Working data START
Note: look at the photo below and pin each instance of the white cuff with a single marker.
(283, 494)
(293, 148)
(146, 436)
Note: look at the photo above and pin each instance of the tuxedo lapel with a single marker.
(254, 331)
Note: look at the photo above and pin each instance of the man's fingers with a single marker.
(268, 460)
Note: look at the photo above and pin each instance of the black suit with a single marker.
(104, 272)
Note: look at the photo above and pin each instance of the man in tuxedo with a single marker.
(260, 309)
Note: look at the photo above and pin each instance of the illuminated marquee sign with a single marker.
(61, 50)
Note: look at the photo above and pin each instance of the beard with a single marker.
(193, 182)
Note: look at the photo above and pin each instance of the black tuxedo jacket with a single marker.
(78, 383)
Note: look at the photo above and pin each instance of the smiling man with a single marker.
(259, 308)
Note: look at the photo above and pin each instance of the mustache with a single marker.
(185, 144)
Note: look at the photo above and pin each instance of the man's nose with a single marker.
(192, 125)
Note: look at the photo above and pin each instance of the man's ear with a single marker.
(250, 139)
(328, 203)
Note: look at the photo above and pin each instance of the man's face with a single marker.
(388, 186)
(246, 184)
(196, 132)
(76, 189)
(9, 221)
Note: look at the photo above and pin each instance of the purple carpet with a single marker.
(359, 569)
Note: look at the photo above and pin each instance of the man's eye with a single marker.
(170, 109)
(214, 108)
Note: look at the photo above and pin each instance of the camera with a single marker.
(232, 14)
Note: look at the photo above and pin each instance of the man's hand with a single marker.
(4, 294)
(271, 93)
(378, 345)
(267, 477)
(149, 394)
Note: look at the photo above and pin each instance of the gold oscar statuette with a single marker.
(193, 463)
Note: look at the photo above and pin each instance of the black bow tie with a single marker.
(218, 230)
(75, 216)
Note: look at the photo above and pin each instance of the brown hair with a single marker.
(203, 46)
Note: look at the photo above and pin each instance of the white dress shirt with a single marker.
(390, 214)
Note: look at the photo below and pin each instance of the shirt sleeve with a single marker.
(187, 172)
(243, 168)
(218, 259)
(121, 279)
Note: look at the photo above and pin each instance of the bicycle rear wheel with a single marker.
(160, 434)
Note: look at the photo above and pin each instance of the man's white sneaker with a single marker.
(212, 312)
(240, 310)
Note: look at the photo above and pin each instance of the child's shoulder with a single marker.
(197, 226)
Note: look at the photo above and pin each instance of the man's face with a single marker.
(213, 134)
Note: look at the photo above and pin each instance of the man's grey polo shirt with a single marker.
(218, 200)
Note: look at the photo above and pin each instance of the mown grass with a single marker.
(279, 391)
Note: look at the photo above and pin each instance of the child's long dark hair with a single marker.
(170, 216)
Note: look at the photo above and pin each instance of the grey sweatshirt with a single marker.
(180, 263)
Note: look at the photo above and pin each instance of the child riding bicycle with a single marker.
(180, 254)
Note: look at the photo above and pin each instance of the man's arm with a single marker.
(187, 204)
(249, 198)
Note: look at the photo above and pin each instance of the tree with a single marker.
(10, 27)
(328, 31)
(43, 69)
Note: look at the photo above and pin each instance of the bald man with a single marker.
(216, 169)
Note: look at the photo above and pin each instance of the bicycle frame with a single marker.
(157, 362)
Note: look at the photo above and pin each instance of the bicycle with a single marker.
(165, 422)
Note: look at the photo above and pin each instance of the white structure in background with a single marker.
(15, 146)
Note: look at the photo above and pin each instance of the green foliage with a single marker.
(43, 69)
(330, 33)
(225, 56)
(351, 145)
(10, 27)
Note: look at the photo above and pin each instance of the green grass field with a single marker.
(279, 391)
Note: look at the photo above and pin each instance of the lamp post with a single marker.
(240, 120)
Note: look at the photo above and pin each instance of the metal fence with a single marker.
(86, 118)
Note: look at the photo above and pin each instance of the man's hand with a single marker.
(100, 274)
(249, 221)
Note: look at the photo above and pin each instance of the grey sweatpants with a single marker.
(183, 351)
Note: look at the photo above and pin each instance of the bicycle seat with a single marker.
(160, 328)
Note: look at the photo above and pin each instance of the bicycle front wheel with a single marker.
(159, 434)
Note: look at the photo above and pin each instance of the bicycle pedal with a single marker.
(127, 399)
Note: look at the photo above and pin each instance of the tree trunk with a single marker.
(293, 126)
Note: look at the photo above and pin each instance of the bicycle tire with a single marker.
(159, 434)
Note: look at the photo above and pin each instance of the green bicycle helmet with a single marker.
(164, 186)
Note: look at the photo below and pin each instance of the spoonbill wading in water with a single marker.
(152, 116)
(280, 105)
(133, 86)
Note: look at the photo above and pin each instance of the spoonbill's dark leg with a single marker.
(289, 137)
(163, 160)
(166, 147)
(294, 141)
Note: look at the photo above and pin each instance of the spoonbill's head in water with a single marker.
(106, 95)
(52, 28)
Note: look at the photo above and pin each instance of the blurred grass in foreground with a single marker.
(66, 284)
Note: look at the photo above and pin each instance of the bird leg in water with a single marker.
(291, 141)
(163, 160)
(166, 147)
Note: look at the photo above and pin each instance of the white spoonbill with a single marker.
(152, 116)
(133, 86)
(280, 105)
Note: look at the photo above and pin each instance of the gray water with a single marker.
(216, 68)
Working data END
* **Work instruction**: The records above are to be printed out again exactly, without omission.

* **Output of the exercise**:
Note: look at the photo below and pin each instance of the white cuff with a single marker.
(283, 494)
(293, 148)
(146, 436)
Note: look at the photo above and pin each instance of the tuxedo lapel with a single marker.
(254, 331)
Note: look at the photo above and pin each instance of the man's fingers with a single marker.
(268, 460)
Note: look at the photo above and pin each instance of the black suit with a single marker.
(104, 272)
Note: look at the photo above and pin each instance of the man in tuxedo with a single marker.
(260, 309)
Note: look at the photo above and pin each instance of the illuminated marquee sign with a single marker.
(61, 50)
Note: look at the photo above and pin each instance of the beard with a single marker.
(193, 182)
Note: look at the photo above and pin each instance of the black tuxedo jacket with a single marker.
(78, 383)
Note: look at the photo above and pin each instance of the smiling man with a single marker.
(259, 308)
Note: look at the photo above and pin each instance of the mustache with a single marker.
(185, 144)
Note: look at the photo above and pin each instance of the man's nose with a single marker.
(192, 125)
Note: look at the photo above and pin each instance of the man's ear with a single marker.
(250, 139)
(328, 203)
Note: look at the photo above and pin each instance of the man's face with a single marker.
(388, 186)
(246, 184)
(196, 132)
(76, 189)
(9, 221)
Note: look at the photo above and pin each instance of the purple carpet with a single marker.
(359, 569)
Note: look at the photo above and pin each instance of the man's eye with a single marker.
(170, 109)
(214, 108)
Note: look at the photo above and pin each instance of the camera with a single marker.
(232, 14)
Note: look at the photo above and pin each instance of the man's hand with a single marker.
(4, 294)
(271, 93)
(378, 345)
(267, 477)
(149, 394)
Note: look at the photo above and pin each instance of the gold oscar statuette with a single marker.
(193, 463)
Note: look at the photo above and pin each instance of the black bow tie with a single marker.
(218, 230)
(75, 216)
Note: look at the photo above and pin each instance of the brown hair with a single marker.
(203, 46)
Note: look at the photo above and pin each instance of the white dress shirt with a single marker.
(390, 214)
Note: look at the photo below and pin each instance of the shirt sleeve with a single marker.
(187, 172)
(243, 168)
(218, 259)
(121, 279)
Note: look at the photo above and pin each instance of the bicycle rear wheel with a single marker.
(160, 434)
Note: look at the photo above and pin each instance of the man's white sneaker with a single marker.
(212, 312)
(240, 310)
Note: look at the photo above and pin each instance of the child's shoulder with a single marker.
(197, 226)
Note: look at the photo above and pin each instance of the man's face with a single marker.
(213, 134)
Note: look at the photo above and pin each instance of the man's grey polo shirt with a single marker.
(218, 200)
Note: look at the photo above and pin each instance of the mown grass with a single marker.
(279, 391)
Note: look at the photo above and pin each instance of the child's long dark hair with a single marker.
(170, 216)
Note: look at the photo above and pin each instance of the grey sweatshirt with a single marker.
(180, 263)
Note: look at the photo above and pin each instance of the child riding bicycle with a single marker.
(180, 254)
Note: look at the photo above and pin each instance of the man's arm with a single marker.
(187, 204)
(249, 198)
Note: look at the photo above and pin each instance of the tree with a single marker.
(10, 27)
(328, 31)
(43, 69)
Note: look at the photo above and pin each instance of the bald man with a single marker.
(216, 169)
Note: look at the photo above and pin each instance of the bicycle frame with a single marker.
(157, 362)
Note: look at the photo above and pin each instance of the bicycle with a single marker.
(165, 422)
Note: look at the photo above and pin each instance of the white structure in background with a single marker.
(15, 146)
Note: look at the photo above and pin each instance of the green foliage with a single marker.
(43, 69)
(330, 33)
(225, 56)
(351, 145)
(10, 27)
Note: look at the photo above and pin each instance of the green grass field with a single marker.
(279, 391)
Note: look at the photo above and pin each instance of the lamp post with a single marker.
(240, 120)
Note: look at the photo above and pin each instance of the metal fence with a single marker.
(86, 118)
Note: look at the photo above and pin each instance of the man's hand with a single marker.
(100, 274)
(249, 221)
Note: look at the photo above and pin each instance of the grey sweatpants with a single marker.
(183, 351)
Note: look at the photo above and pin each instance of the bicycle seat with a single marker.
(160, 328)
Note: look at the photo above and pin each instance of the bicycle front wheel with a single marker.
(159, 434)
Note: look at the photo above and pin each instance of the bicycle pedal with a single marker.
(127, 399)
Note: look at the photo above and pin each instance of the tree trunk with a single marker.
(293, 126)
Note: look at the photo above and pin each instance of the bicycle tire with a single marker.
(159, 434)
Note: look at the photo above and pin each instance of the green bicycle helmet with a single marker.
(164, 186)
Note: look at the photo below and pin each instance of the spoonbill wading in water with a single marker.
(152, 116)
(280, 105)
(133, 86)
Note: look at the photo above and pin each instance of the spoonbill's dark leg with a single marker.
(289, 137)
(163, 160)
(166, 147)
(294, 141)
Note: look at the photo above and pin each instance of the spoonbill's head in water with a single marker.
(106, 95)
(52, 28)
Note: look at the photo above and pin each instance of the blurred grass in foreground with a single marker.
(66, 284)
Note: look at the photo above and pin each instance of the bird leg in water with a single marker.
(291, 141)
(163, 160)
(166, 147)
Note: look at the photo above and pin each instance of the white spoonbill with a single marker.
(152, 116)
(133, 86)
(280, 105)
Note: look at the photo above and pin each instance of the gray water with a single marker.
(216, 68)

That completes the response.